*Text segment*

==================================================

THE SUGAR RAY OF HIS DAY
The excitement and the controversy surrounding Sugar Ray Leonard's comeback against Marvelous Marvin Hagler have a precedent of sorts in the fight game's seamier past. In 1922, nine months after suffering a detached retina, middleweight Harry Greb stepped up in class to beat Gene Tunney for the light heavyweight title. In one of the most brutal bouts in ring history, Greb broke Tunney's nose 10 seconds into the fight and continued to bloody the bigger man for 15 rounds before giving him his only professional defeat.
Amazingly, Greb was half-blind when he won the decision. He had permanently lost the sight in his right eye a year before because of an errant thumb in a bout with light heavyweight Kid Norfolk.
Before and after the injury to his eye, Edward Henry Greb was one of the busiest, most notable—and dirtiest—fighters in his era. He was also, despite his tactics, considered to be one of the best. Of his 294 officially recorded fights between 1913 and 1926 he lost only five by decision and two by knockout. This record is all the more remarkable when one realizes that Greb, a natural middleweight who stood only 5'8" tall and seldom weighed more than 160 pounds, routinely faced light heavyweights, and in Tunney's case, a future heavyweight champion.
In contrast to the clean-fighting Sugar Ray, Greb was a master of holding and hitting, butting, thumbing—and he was not averse to belting the occasional referee who became too obtrusive.
Greb's slashing attack kept him competitive despite his limited vision, and continued to make him a major drawing card. He was the sort of Broadway character Damon Runyon, who often covered Greb's fights, would later make famous in his short stories. Greb was also a ladies' man who usually climbed into the ring wearing makeup and hair pomade, though neither was particularly attractive on someone who looked like Charles Bronson on a bad day.

==================================================

*Study questions*
• a. From the Harry Greb article, reproduce verbatim the stretch from "In contrast to" through "on a bad day.".
• b. According to the Harry Greb article, what caused Greb to permanently lose the sight in his right eye?

*Listed entries*
==================================================

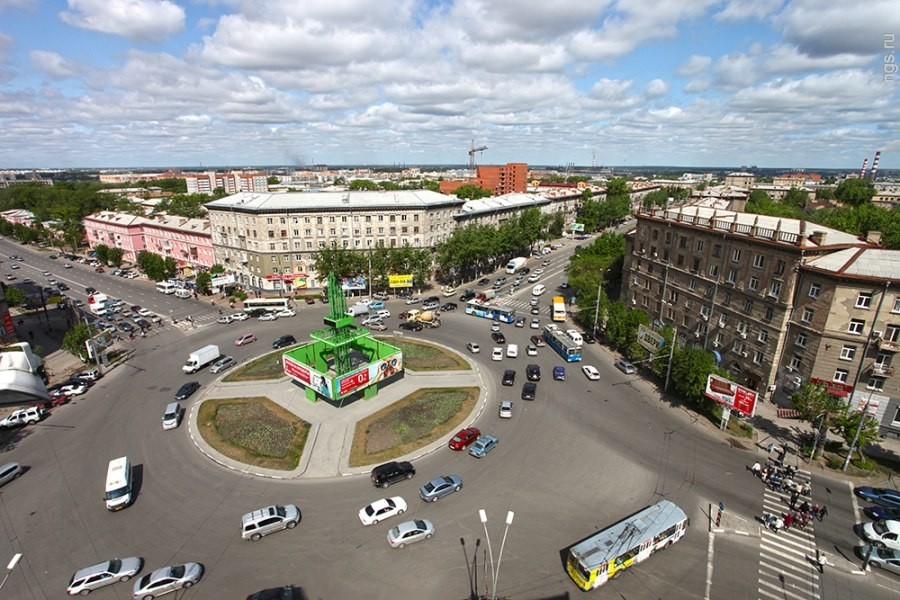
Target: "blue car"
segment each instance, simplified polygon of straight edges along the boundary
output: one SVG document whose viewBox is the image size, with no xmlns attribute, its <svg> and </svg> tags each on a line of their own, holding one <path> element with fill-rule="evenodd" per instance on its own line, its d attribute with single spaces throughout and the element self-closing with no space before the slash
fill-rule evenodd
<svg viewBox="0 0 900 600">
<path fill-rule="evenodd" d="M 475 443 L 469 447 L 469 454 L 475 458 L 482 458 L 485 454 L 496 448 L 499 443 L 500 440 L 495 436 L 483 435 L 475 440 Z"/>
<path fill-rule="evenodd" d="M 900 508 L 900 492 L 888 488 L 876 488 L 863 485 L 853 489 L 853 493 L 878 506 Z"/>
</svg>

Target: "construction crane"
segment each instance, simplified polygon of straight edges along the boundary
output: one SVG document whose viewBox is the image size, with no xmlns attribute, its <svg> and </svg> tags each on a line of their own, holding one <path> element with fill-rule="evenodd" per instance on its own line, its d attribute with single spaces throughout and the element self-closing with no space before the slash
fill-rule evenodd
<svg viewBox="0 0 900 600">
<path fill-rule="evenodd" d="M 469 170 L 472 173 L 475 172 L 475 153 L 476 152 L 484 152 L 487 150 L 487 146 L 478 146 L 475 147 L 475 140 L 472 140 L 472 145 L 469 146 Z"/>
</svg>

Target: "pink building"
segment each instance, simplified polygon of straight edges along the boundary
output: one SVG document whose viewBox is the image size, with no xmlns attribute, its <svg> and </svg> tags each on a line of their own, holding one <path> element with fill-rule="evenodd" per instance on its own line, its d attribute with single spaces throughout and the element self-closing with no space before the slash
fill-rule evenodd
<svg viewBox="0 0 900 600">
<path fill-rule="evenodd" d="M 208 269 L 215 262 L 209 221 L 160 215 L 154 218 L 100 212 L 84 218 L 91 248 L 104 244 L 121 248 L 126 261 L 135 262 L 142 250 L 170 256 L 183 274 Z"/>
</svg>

==================================================

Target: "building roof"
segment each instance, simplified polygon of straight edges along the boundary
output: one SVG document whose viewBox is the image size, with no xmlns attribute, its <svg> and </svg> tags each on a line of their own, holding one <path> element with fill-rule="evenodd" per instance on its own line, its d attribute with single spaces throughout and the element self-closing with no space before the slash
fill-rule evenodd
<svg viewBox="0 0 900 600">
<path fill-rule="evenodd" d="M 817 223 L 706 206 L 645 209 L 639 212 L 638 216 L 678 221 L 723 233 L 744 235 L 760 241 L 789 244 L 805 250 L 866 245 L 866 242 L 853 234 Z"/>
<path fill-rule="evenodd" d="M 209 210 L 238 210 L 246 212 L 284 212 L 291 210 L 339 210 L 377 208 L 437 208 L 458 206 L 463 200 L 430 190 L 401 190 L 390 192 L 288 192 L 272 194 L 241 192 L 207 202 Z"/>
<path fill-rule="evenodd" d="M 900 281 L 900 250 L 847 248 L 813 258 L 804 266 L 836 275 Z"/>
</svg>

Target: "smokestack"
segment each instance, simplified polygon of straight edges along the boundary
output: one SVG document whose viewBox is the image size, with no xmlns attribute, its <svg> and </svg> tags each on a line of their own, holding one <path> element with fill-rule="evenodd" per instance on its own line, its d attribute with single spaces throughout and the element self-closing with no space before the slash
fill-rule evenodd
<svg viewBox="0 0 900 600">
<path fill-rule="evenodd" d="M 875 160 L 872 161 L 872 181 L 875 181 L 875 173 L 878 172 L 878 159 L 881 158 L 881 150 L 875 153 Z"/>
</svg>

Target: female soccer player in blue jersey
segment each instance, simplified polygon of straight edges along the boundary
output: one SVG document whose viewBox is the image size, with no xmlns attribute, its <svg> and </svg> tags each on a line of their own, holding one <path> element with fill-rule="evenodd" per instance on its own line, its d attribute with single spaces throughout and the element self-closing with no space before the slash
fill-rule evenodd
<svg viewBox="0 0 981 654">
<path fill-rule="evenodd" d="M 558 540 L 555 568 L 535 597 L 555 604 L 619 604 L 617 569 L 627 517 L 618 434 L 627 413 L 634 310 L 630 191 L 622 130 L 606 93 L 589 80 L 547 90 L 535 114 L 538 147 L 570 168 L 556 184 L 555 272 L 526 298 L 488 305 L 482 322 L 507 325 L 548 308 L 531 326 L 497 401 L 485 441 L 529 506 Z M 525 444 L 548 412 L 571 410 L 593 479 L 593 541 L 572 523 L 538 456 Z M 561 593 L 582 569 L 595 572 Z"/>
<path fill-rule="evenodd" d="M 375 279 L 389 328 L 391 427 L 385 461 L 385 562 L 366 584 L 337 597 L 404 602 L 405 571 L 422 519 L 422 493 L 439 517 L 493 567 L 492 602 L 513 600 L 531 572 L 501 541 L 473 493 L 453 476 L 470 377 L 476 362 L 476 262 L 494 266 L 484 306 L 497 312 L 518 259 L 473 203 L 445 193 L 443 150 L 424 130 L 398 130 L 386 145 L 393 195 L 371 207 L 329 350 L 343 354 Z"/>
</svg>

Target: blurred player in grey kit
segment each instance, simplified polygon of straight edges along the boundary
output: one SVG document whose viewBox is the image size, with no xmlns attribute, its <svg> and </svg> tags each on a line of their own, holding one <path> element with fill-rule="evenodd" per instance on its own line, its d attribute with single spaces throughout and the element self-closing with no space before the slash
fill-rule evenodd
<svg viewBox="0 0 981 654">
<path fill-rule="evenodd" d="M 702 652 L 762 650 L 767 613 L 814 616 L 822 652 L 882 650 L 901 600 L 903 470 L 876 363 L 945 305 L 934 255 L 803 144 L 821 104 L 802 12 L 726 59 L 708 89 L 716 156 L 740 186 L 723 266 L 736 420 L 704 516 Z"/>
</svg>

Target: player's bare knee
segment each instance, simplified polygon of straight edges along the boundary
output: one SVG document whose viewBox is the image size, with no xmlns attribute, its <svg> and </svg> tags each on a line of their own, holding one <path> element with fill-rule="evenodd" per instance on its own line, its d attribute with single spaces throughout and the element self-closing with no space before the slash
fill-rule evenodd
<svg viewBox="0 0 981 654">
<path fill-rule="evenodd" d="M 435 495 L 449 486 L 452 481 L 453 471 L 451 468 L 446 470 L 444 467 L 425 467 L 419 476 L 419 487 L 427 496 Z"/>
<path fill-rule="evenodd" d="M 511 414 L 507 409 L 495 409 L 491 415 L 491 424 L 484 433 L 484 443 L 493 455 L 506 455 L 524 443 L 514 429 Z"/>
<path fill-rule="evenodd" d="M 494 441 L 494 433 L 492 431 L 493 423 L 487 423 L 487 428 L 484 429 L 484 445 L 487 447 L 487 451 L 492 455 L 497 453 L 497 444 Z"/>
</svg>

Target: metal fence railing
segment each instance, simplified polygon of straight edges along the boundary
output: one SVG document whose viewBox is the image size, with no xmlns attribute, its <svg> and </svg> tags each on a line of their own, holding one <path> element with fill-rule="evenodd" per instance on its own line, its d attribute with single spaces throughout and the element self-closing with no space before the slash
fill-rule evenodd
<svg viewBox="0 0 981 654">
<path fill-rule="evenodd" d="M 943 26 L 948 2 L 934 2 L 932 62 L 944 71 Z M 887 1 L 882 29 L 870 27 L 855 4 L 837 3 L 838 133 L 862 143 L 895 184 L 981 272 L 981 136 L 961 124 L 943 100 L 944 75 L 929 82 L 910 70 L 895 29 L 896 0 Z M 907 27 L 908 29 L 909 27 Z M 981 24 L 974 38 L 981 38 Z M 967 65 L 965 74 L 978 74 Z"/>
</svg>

==================================================

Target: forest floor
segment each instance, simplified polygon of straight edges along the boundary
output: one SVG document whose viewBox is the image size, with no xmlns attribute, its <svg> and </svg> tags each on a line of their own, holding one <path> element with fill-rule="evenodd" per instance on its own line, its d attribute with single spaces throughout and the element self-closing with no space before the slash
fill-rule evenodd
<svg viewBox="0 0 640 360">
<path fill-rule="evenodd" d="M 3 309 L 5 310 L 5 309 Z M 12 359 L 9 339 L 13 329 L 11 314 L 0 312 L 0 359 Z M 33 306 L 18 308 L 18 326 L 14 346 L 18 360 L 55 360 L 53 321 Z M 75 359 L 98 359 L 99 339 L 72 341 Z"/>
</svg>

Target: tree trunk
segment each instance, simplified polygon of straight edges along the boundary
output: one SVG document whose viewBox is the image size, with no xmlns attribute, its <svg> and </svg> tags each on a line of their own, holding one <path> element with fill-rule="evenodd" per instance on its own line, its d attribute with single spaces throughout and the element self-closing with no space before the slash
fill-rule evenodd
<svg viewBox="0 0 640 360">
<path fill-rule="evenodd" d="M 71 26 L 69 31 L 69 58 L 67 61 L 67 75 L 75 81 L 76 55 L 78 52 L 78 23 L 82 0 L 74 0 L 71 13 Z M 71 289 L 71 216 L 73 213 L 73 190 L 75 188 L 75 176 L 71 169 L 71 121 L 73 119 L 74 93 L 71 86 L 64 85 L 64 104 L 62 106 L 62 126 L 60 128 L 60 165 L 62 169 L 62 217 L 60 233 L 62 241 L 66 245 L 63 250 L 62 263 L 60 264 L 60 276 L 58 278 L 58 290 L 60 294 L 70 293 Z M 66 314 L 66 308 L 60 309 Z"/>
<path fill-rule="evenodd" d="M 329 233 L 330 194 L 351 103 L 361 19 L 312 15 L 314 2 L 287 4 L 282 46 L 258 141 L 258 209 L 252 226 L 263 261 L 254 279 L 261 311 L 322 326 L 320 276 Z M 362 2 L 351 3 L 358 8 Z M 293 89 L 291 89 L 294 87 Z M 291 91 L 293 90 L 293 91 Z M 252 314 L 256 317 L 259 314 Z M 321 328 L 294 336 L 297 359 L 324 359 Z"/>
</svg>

==================================================

*Solutions for each task*
• a.
In contrast to the clean-fighting Sugar Ray, Greb was a master of holding and hitting, butting, thumbing—and he was not averse to belting the occasional referee who became too obtrusive.
Greb's slashing attack kept him competitive despite his limited vision, and continued to make him a major drawing card. He was the sort of Broadway character Damon Runyon, who often covered Greb's fights, would later make famous in his short stories. Greb was also a ladies' man who usually climbed into the ring wearing makeup and hair pomade, though neither was particularly attractive on someone who looked like Charles Bronson on a bad day.

• b. An errant thumb in a bout with light heavyweight Kid Norfolk.